** Task goal **
Copy out the lines from the one containing "# point at: open" through the final line, both included, and multiply every x and y coordinate in the answers by 0.8, rounding to whole numbers with halves going up. Leave all other text as it is, and give only these lines.

** Data to process **
◇ ◇ ◇ ◇ ◇ ◇ ◇

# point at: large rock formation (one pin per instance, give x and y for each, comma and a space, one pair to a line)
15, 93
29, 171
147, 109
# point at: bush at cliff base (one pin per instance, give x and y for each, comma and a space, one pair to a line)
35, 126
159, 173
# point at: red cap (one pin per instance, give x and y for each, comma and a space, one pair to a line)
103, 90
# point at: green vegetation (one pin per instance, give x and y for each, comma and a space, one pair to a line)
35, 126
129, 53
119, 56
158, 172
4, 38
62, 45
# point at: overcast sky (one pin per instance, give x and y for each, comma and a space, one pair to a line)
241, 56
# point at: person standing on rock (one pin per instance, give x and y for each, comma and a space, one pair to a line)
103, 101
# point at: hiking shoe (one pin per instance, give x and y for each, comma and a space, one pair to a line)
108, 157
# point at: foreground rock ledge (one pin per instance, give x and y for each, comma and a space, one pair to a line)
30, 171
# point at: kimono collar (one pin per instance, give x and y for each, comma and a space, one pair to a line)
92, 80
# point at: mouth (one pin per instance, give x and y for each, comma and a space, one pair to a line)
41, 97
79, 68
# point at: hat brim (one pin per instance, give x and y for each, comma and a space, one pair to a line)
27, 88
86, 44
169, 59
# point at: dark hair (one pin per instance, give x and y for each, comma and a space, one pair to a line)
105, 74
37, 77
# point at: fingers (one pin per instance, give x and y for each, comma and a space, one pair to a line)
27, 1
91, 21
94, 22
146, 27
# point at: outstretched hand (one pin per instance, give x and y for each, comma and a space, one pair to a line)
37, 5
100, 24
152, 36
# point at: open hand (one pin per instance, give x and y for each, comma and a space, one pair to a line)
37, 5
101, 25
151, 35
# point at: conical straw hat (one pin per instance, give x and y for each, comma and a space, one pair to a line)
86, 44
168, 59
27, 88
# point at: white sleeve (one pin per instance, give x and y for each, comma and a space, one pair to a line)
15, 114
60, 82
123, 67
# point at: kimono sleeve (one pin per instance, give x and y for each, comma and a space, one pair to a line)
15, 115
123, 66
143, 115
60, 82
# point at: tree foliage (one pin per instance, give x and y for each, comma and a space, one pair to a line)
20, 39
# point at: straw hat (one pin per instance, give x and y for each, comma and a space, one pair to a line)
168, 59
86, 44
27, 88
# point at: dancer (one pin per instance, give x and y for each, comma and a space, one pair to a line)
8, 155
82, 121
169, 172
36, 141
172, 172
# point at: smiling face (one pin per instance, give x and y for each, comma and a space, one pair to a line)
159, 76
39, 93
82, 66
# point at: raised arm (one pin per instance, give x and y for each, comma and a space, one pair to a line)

◇ ◇ ◇ ◇ ◇ ◇ ◇

** Task solution **
# point at: open hand (one pin per instance, give x and y for each, comma and a space, one pair to a line)
30, 4
81, 20
121, 28
# point at: conical straw hat (one pin per instance, give x and y for each, comma and a space, one pair to a line)
69, 35
134, 47
22, 70
# point at: white sleeve (one pin per instance, give x and y for each, comma and a space, one pair to a line)
12, 91
48, 66
98, 54
# point at: kimono sleeve (one pin per instance, give x and y for each, comma and a space, one pair to a line)
12, 92
98, 53
114, 92
48, 66
# point at: tree foliage (one pin per instance, give x and y for each, comma and a space, one pair to a line)
16, 31
# point at: straw hat (one pin per instance, give x and y for each, comma and a space, one pair to a line)
134, 47
69, 35
22, 70
# point at: dancer (one pin per instance, give x and y for each, comma and a space, one pair to a line)
6, 124
66, 97
135, 138
29, 113
138, 138
# point at: smiling face (one pin per instance, give x and y for each, comma and a space, one pair to a line)
127, 61
31, 74
66, 53
# point at: raised arm (one pin per instance, give x and y for each, comma and a space, one pair to a line)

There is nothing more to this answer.